*What this task involves*
I would like every entry below written out exactly.

*Point-per-instance localization data*
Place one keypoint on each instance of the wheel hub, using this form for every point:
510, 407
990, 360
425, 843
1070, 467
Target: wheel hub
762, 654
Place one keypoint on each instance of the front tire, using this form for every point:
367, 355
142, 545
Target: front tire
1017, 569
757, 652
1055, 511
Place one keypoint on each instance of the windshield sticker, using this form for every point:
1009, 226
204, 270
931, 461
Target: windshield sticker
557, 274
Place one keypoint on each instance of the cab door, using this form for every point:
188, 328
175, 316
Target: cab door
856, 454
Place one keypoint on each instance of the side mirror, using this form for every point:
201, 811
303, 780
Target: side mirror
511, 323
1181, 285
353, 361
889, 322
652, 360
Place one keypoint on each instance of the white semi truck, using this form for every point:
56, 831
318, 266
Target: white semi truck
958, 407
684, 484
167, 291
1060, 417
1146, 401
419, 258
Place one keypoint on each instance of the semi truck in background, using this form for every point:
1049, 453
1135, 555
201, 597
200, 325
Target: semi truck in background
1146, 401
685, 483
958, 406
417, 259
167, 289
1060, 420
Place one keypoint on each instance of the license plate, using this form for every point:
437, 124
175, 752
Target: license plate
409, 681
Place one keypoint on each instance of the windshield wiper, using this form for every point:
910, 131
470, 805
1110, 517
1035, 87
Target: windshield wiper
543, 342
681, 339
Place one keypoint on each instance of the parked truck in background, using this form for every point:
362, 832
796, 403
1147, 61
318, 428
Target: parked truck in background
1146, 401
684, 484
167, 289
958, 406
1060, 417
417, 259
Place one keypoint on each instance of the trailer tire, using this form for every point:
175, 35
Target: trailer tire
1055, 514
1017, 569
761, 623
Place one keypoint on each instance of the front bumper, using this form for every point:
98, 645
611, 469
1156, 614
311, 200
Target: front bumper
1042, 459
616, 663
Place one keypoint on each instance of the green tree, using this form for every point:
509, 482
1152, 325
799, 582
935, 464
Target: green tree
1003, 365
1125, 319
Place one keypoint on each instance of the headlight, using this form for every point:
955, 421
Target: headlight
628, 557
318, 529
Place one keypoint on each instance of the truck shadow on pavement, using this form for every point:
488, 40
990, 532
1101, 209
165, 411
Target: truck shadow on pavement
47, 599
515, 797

*Exercise result*
Place one keypoint on each instance of the wheel hub, using this form for every point:
510, 407
990, 360
425, 843
1070, 467
Target: wheel hub
762, 654
Place one keypoint on each instance of the front tire, using this form for every point:
367, 355
142, 545
Target: front tire
1017, 569
757, 652
1055, 511
Place one keypoint on each instance of the windshield sticker, using this form for every point:
1009, 226
204, 270
931, 461
Target: windshield sticker
557, 274
Place one keypoint on each instance of the cab door, using this form for every point:
188, 328
175, 316
Target: cab door
856, 454
Place one keypoint on each instance of the side mirror, using this form for every point:
201, 811
303, 780
Target: side mirror
511, 323
1181, 285
353, 361
889, 322
652, 360
Place one keypoint on each instance of the white semi truck, using this form for every point:
56, 831
318, 266
Target: white semi truck
958, 407
684, 484
167, 291
1060, 417
1146, 401
419, 258
Place one keypoint on each instance of the semi truck in background, using this form for every point:
1049, 453
1135, 555
201, 597
200, 325
Target: semi truck in background
1146, 401
685, 483
958, 406
417, 259
167, 289
1060, 420
Place one keypoint on each instance of the license plate, using this form for every point:
437, 124
175, 752
Target: license plate
409, 681
Place one keypoint on each instance of the windshield wiper, using this form for every point:
910, 131
470, 805
1110, 517
1035, 87
Target: windshield wiper
543, 342
681, 339
Place one keypoint on each instance of the parked truck in background, using this form for every point:
362, 832
796, 403
1147, 61
318, 428
Target: parked truck in background
1146, 401
684, 484
167, 289
958, 406
1060, 417
417, 259
Place one keypoint on each instance of the trailer tire, using this form for every point:
175, 35
Target: trailer tire
1055, 514
1017, 569
761, 623
Place one keypoint on each instance of the front bumper, using this form for every point:
98, 645
611, 469
1156, 614
311, 200
Target: front bumper
1042, 459
616, 663
Place one keypoint on each instance of the green tree, using this form for every point:
509, 482
1152, 325
799, 582
935, 464
Target: green tree
1003, 365
1125, 319
Place one keypoint on each instance of the headlight, using this form for every point:
955, 421
Target: headlight
628, 557
318, 529
Place one keypoint on each instance of the truck shadow on pavement, using this form for every point:
488, 40
990, 532
1101, 209
165, 411
Target: truck shadow on pavement
47, 599
515, 797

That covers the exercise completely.